# What is asked
Rescale the rows below, from the first line of the rows through the line that contains "[(46, 195)]", both ends included. Reproduce every line, requests included, and multiply each coordinate in the answers by 1.2, rounding to whole numbers with halves rounded up; return only those lines.

# Data for the task
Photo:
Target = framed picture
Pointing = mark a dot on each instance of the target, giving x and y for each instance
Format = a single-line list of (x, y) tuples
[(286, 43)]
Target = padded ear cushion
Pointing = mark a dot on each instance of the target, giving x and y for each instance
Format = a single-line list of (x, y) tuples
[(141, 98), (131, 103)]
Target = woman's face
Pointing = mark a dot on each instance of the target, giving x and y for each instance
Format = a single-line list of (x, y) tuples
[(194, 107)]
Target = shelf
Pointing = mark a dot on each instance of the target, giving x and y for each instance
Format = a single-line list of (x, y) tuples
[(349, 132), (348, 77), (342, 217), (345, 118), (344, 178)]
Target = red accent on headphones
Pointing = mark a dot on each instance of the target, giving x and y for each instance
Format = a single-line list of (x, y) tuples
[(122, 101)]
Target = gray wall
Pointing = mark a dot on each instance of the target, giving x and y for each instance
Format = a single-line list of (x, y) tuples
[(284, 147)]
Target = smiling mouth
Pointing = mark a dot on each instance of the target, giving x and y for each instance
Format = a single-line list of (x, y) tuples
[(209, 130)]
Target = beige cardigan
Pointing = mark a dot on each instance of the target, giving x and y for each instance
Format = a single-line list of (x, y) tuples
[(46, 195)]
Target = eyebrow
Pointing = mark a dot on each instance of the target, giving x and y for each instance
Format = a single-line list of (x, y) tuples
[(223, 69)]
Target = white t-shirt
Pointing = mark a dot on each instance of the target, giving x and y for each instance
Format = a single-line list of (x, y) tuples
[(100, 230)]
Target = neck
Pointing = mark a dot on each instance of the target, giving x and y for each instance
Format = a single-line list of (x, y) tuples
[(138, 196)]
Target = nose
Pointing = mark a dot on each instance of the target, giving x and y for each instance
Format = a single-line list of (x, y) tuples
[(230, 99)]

# Solution
Photo:
Target = framed picture
Pointing = mark a dot on each instance of the target, giving x and y for each instance
Format = a single-line list of (x, y) tuples
[(343, 52)]
Target = padded ear cushion
Pointing = mark a dot on each instance of the target, giving x and y for each instance
Format = a single-line list of (x, y) tuples
[(169, 118), (157, 124)]
Target = woman's face
Pointing = mark a dot on each instance of the target, giving x and y for each instance
Format = a single-line list of (x, y) tuples
[(233, 128)]
Target = shelf
Pointing = mark a dot on each instance of the target, giving x and y for each instance
Format = a single-line list of (x, y) tuples
[(419, 158), (418, 92), (410, 260), (414, 142), (413, 214)]
Target = red accent on headphones
Pointing = mark a dot on each instance of the target, giving x and y for each instance
Format = a single-line list of (x, y) tuples
[(146, 121)]
Target = gray wall
Pointing = mark a dot on each instance of the target, giving x and y for each instance
Format = a single-line list of (x, y) tuples
[(341, 176)]
Target = smiling mouth
Pointing = mark a dot on each instance of the target, giving x and y for each instance
Format = a single-line list of (x, y) tuples
[(251, 156)]
Target = beige cardigan
Pointing = mark a dot on each instance of the target, giving x and y for each instance
Format = a single-line list of (x, y) tuples
[(55, 234)]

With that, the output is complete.